In December 1912, White was invited by the Irish Protestant Home Rule Committee to speak in London on a platform with George Bernard Shaw, Stephen Gwynn M.P. and Arthur Conan Doyle. Addressing the motion against "the stirring up of religious rancour and intolerance in N.E. Ulster", White proposed that Roman Catholicism and Protestantism were two stages in the gradual evolution of the "universal human spirit". Both stages have their dangers, but of the two the danger of Protestantism for its laity is the greater:The man who claims the direction of his own conscience claims to be his own priest, and unless he does all in his own power to prepare the way for others to attain the same liberty, his liberty is but selfish licence, and he is false to the trust of a priest. ... [But the Protestant] mocking the support [of an authoritative Church] upon which [his younger brother still] leans ... puts every obstacle in the way of his aspirations for further freedom. ... [He says] "I dare not help you to freedom lest you enslave me".While "no man who is truly free fears for the results to himself of freedom won by others", White allowed that "he may fear the results of it for them". The Protestant Bishop of Down and Connor proposed that "by destroying the power of priests", Home Rule would "produce in Ireland the same irreligion and secularism that the advent of democratic government has produced in other Roman Catholic countries". The flaw in this, the "best argument" against home rule White had ever heard, was that in the continental Catholic countries the democratic movement had to fight the Church allied to the old order, whereas in Ireland, where the Church "can almost said to be one" with the National and Democratic movement, it is not Catholics but Protestants who "exclaim that the forces of Hell are being let loose".
§
- _TASK PROMPT_
In the text on White's 1912 London speech, which group invited White to speak? Nothing in the lines after this text is needed.

- _DATA SHOWN_
§
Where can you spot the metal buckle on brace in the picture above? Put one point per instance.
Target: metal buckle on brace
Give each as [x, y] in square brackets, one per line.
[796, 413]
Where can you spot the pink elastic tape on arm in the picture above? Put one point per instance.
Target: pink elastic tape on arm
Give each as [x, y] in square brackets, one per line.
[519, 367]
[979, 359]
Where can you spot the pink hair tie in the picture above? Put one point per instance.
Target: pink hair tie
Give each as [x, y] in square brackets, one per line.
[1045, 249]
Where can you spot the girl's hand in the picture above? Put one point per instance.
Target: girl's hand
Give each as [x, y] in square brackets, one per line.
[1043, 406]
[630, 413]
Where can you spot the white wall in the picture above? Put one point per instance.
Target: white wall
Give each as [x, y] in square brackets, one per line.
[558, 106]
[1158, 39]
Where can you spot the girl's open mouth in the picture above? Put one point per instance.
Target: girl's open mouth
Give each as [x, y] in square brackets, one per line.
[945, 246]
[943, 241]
§
- _RESPONSE_
The Irish Protestant Home Rule Committee.